ASSIGNMENT » Only the lines holding the string "photo" are needed; copy each of them from the data.

# # # # #

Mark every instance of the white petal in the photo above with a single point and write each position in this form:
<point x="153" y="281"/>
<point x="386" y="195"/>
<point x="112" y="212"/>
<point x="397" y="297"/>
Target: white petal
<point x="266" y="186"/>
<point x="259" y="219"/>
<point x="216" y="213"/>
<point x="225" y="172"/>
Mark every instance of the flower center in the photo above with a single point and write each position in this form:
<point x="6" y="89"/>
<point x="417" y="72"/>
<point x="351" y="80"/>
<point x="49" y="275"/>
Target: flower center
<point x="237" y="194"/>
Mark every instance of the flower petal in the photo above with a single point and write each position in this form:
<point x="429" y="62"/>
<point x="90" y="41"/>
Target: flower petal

# # # # #

EXERCISE RESPONSE »
Mark every instance of the white petal in the photo above with a single point and write each position in this form:
Mark every instance of the flower center in the photo above with a single point and write each position in this form:
Mark every instance of the flower petal in the photo above with a single point and write each position in this form:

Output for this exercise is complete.